[EXERCISE OBJECTIVE] Would you transcribe the whole listing exactly, minus its pictures?

[EXTRACTED ENTRIES]

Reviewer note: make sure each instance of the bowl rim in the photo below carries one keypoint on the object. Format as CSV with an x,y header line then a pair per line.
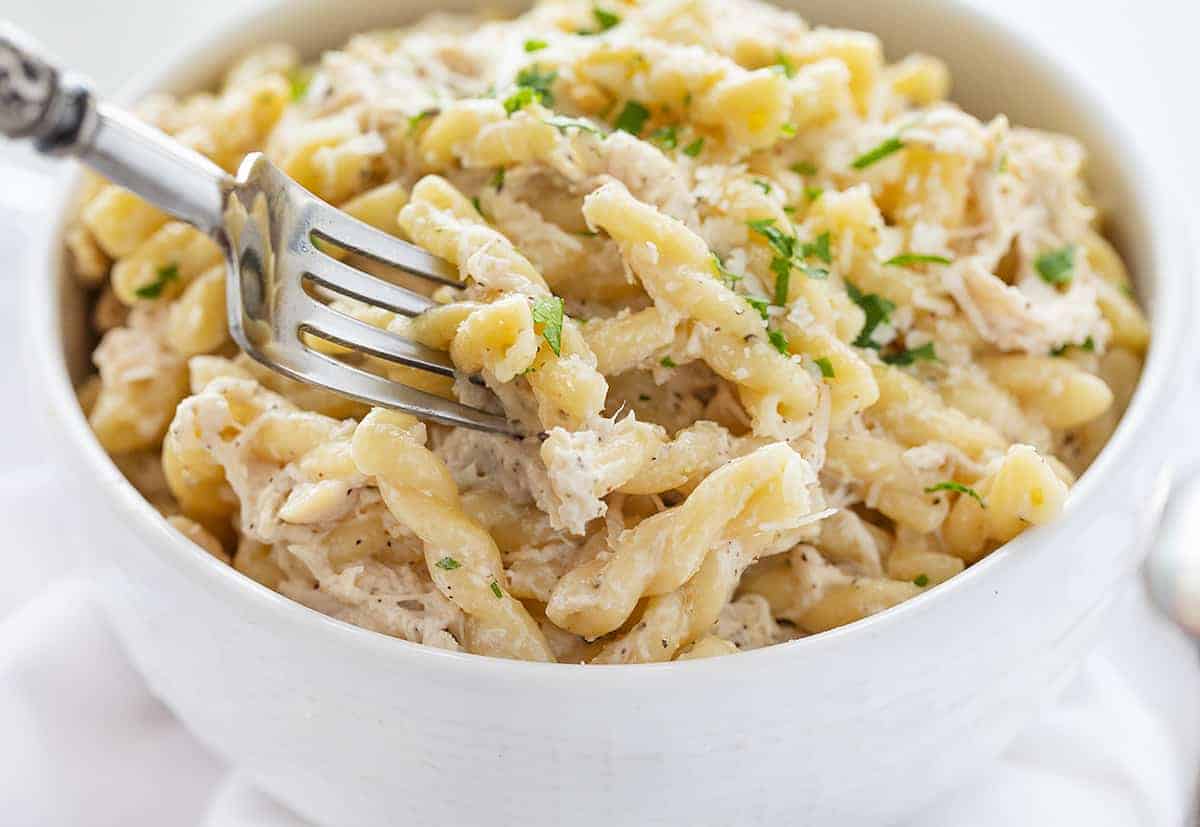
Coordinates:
x,y
46,361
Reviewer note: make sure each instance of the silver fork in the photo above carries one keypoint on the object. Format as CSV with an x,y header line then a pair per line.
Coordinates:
x,y
265,223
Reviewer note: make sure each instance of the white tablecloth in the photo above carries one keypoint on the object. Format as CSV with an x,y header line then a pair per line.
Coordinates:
x,y
82,741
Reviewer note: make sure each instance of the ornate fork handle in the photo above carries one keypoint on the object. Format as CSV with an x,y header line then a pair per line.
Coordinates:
x,y
37,101
60,114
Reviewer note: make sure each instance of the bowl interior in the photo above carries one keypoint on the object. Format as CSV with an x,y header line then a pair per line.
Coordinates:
x,y
994,71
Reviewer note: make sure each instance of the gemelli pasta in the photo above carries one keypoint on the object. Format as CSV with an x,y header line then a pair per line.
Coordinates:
x,y
792,339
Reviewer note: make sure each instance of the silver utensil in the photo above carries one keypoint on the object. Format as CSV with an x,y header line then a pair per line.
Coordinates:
x,y
264,222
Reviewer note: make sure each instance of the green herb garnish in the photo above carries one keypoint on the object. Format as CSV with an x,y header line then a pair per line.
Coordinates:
x,y
1057,265
761,305
877,309
785,259
905,358
633,118
783,270
605,19
779,341
532,77
547,311
784,65
909,259
780,241
951,485
299,79
1087,345
163,276
887,148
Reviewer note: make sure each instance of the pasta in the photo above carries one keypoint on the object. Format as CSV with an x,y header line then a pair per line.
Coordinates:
x,y
791,337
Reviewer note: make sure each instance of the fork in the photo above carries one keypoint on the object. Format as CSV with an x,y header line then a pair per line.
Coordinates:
x,y
267,226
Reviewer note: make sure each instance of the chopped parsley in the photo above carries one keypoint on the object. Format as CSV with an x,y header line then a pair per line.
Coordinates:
x,y
1057,265
606,21
786,247
666,137
727,277
299,79
883,150
1087,345
562,123
163,276
951,485
547,311
783,65
909,259
907,357
779,341
633,118
761,305
819,249
780,241
783,270
877,309
520,100
414,121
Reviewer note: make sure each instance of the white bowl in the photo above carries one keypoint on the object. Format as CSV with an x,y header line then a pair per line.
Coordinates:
x,y
858,725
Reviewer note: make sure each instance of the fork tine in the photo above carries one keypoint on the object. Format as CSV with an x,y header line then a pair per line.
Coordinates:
x,y
363,286
377,390
349,331
345,231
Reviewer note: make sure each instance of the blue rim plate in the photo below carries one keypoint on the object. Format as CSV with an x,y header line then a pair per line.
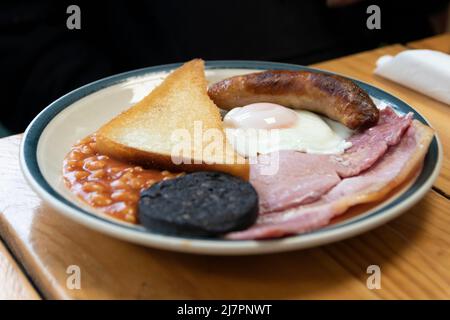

[COMPLETED EXERCISE]
Reviewer note: make sure each instance of the bowl rim in the photo below carries one keypoint on the object. Format as CSV with an x,y header line then a pair per line.
Coordinates:
x,y
46,361
Reviewer note: make sure each instance of the silver fork in the photo above carries one keypoint on the object. Format as CSV with an x,y header line then a pair per line.
Coordinates:
x,y
265,223
Reviewer note: make sure each instance of the white tablecloth in the photo above carries one keypoint on the object. Format as CSV with an x,y header line then a pair per line.
Coordinates:
x,y
82,741
Reviewer note: make sure each instance of the ornate fork handle in the photo above carries one keypoint on the object. Format as CSV with an x,y header line then a pair per line.
Coordinates:
x,y
37,101
60,114
Reviewer note: make sure each instance of the bowl interior in the photo above carries one keypoint on the object. Format as CSV with an x,y header line then a pair per line.
Coordinates:
x,y
994,71
Reviewer note: make sure each instance of the gemelli pasta in the photo above carries one keypoint on the object. Format as CSV with an x,y header line then a pair per line.
Coordinates:
x,y
792,339
Reviewer note: make sure each instance of the silver utensil in the photo above carries one keypoint on the object. Format as CSV with an x,y header line then a pair per line.
Coordinates:
x,y
264,222
Reviewer note: make sure each instance of the green herb garnish in the photo above carries one keypoint on the object. Format as CSV with an x,y header line then a pair per line.
Coordinates:
x,y
1057,265
761,305
877,309
785,259
905,358
633,118
783,270
605,19
779,341
532,77
547,311
784,65
909,259
780,241
951,485
299,79
1087,345
163,276
887,148
Reviewer note: make sure each instance of the pasta in the photo above carries one keypoint on the object. Format as CSV with an x,y header line then a pair per line.
Coordinates:
x,y
791,337
Reviewer note: make sure each instance of the fork in the photo above carries one keypoint on the object. Format as CSV with an x,y header line then a pair per line.
Coordinates:
x,y
267,226
Reviewer note: make sure each instance of the chopped parsley in the photo above carries one keypoint on the object. Format as CSV with an x,y header line then a pair per line.
Coordinates:
x,y
1057,265
606,21
786,247
666,137
727,277
299,79
883,150
1087,345
562,123
163,276
951,485
547,311
783,65
909,259
907,357
779,341
633,118
761,305
819,249
780,241
783,270
877,309
520,100
414,121
Reviewer note: make sure each instance of the white bowl in the photo above carries one keypoint on the object. Format as CSV with an x,y header line then a pair per line.
Coordinates:
x,y
858,725
Reviewer note: make sure each instance of the fork tine in the photo above carries one keypoint on the object. Format as CSV with an x,y header line then a pair per line.
Coordinates:
x,y
363,286
377,390
349,331
345,231
Reviewer note: make sure each instance of the blue rim plate in the photo below carries one keypoint on the object. Format as CSV with an x,y header line then a pair per line.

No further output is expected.